Using the information —
1. From the caregiver bill summary, reproduce the passage from "Veterans who lose" up to and including "from the program." word for word.
2. Using the caregiver bill summary, decide whether each statement agrees with the text, answering yes or no and quoting the words that settle it. (a) Veterans who lose designated family caregiver status keep access to VA-provided medical care for one year. (b) Reimbursement of certification or licensure fees is limited to $1,000 over a lifetime. (c) The summary identifies specific appropriations to cover the added costs.

Page extract —
________________________
The bill strengthens transition, employment, training, and mental-health supports for family caregivers and studies options for retirement security, at the cost of added federal expense, administrative burden and potential coverage gaps or exclusions that could delay or complicate benefits delivery.
Veterans who lose designated family caregiver status keep access to VA-provided medical care for 180 days, preserving continuity of care during transitions.
Current and former family caregivers gain employment supports—reimbursement of certification/licensure fees (up to $1,000 lifetime), free VA training for continuing professional education credits, and employment-assistance services during participation and for 180 days after—reducing barriers to paid work and reentry into the labor market.
Family caregivers receive bereavement counseling and 180 days of post-participation support, providing mental-health and social support after a veteran's death or exit from the program.
Taxpayers and the VA budget may face increased near- and long-term costs from reimbursements, training delivery, expanded services, reporting, and any future retirement benefit funding, without specific appropriations identified.
________________________
Data to examine —
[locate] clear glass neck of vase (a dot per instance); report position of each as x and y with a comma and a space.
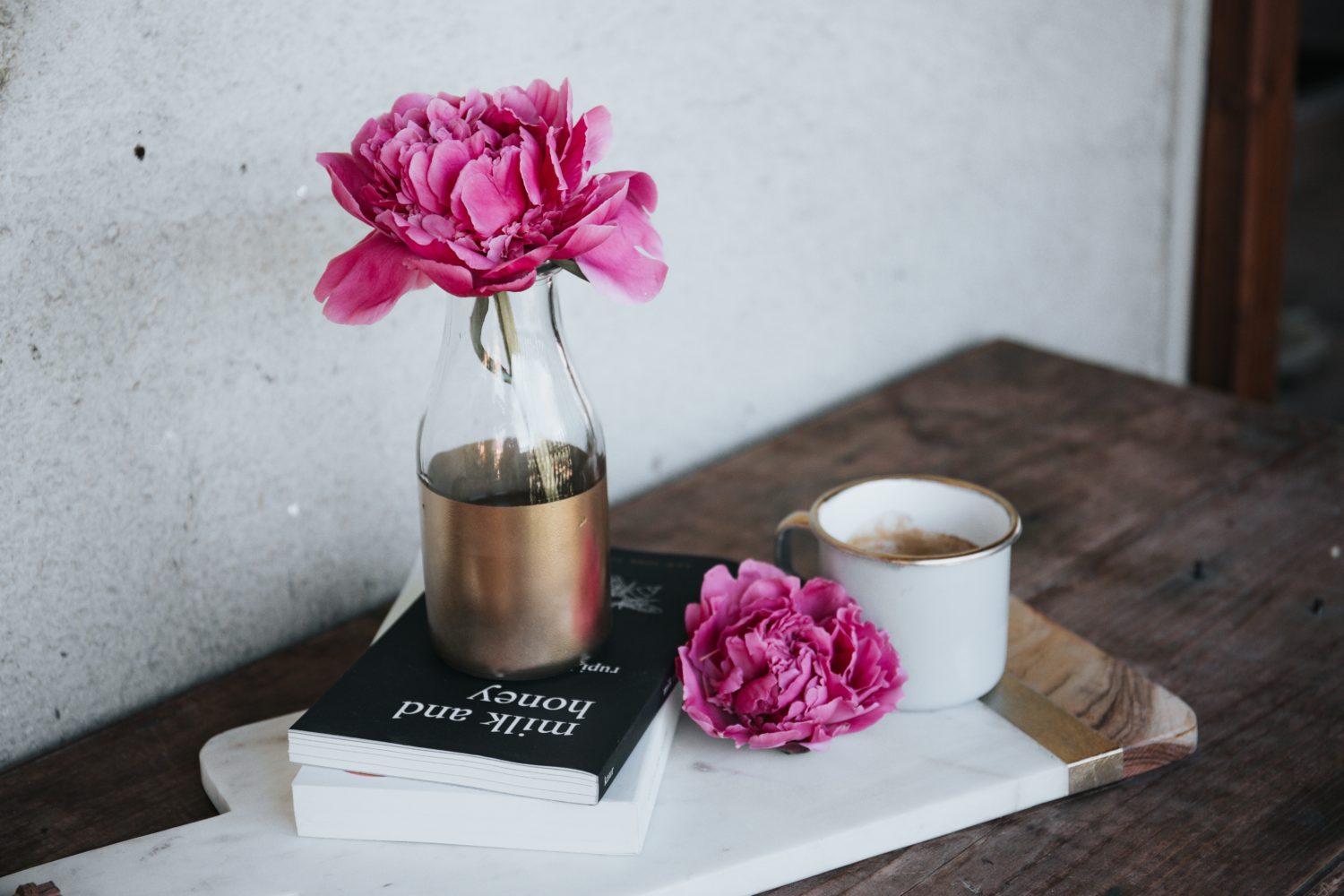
507, 421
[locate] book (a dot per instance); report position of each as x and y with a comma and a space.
352, 806
402, 712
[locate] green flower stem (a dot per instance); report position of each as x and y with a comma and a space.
543, 457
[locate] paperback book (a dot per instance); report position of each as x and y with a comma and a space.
402, 712
355, 806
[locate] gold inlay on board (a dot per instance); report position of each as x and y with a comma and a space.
1093, 759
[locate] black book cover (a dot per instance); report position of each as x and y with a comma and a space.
589, 720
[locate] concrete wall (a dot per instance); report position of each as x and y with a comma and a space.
199, 469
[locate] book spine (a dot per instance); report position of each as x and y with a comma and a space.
632, 735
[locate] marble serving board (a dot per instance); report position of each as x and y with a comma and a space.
1064, 719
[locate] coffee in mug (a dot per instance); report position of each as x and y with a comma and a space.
927, 557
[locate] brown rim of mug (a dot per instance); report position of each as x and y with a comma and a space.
905, 559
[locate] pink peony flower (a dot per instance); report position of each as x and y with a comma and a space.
771, 664
475, 193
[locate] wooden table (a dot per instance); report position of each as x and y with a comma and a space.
1193, 536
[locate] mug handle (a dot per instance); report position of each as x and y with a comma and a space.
784, 540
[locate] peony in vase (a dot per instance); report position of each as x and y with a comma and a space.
488, 196
513, 482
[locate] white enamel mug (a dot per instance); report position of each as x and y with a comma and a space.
946, 614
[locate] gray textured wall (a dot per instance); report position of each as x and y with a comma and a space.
199, 469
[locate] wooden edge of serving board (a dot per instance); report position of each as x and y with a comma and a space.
1102, 718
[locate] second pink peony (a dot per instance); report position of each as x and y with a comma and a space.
475, 193
777, 664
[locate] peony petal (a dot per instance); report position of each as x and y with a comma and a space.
589, 142
582, 239
516, 101
642, 193
551, 105
448, 160
529, 163
521, 265
449, 277
629, 263
362, 284
487, 209
349, 180
410, 101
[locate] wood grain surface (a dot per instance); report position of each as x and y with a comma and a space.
1150, 724
1193, 536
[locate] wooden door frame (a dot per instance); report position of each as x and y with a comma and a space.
1244, 195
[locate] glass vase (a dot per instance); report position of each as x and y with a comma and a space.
513, 509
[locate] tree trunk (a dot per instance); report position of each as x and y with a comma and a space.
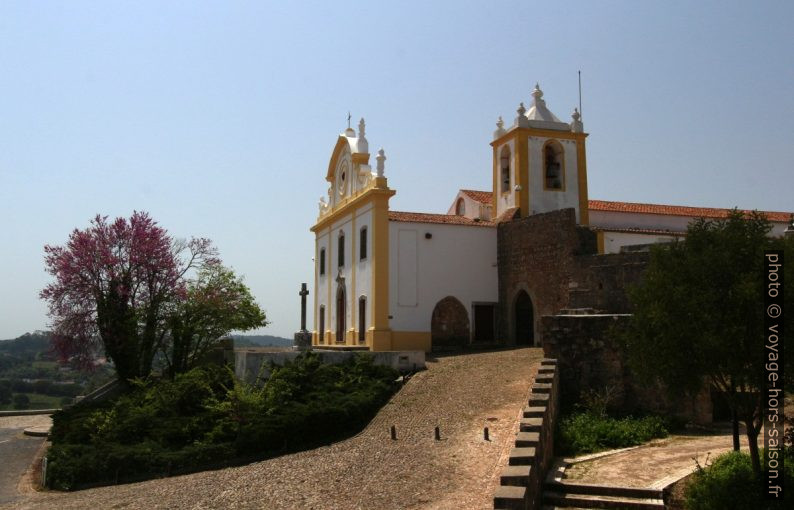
735, 423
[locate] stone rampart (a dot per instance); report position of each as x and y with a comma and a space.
521, 482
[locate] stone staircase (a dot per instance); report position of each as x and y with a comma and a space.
571, 495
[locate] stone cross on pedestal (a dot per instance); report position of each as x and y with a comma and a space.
303, 339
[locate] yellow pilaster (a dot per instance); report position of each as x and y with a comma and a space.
522, 172
353, 299
495, 188
329, 285
581, 164
315, 329
379, 300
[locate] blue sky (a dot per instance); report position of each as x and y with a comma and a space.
218, 118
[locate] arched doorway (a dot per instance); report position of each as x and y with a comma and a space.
341, 312
524, 317
449, 325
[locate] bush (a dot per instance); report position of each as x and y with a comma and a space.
730, 484
206, 418
588, 432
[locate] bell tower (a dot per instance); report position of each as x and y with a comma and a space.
539, 162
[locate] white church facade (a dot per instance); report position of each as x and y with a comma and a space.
390, 280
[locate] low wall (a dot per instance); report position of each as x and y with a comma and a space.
252, 363
521, 483
27, 412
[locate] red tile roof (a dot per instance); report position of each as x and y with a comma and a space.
676, 210
448, 219
632, 207
631, 230
484, 197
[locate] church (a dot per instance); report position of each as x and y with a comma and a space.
485, 272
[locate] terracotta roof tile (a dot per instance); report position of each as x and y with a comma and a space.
675, 210
484, 197
447, 219
631, 230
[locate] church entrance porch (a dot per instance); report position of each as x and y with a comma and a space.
449, 325
524, 317
484, 323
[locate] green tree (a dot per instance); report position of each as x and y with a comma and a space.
5, 392
699, 315
217, 302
________________________
Answers by item number —
1.
Veterans who lose designated family caregiver status keep access to VA-provided medical care for 180 days, preserving continuity of care during transitions.
Current and former family caregivers gain employment supports—reimbursement of certification/licensure fees (up to $1,000 lifetime), free VA training for continuing professional education credits, and employment-assistance services during participation and for 180 days after—reducing barriers to paid work and reentry into the labor market.
Family caregivers receive bereavement counseling and 180 days of post-participation support, providing mental-health and social support after a veteran's death or exit from the program.

2.
(a) No: "keep access to VA-provided medical care for 180 days"
(b) Yes: "(up to $1,000 lifetime)"
(c) No: "without specific appropriations identified"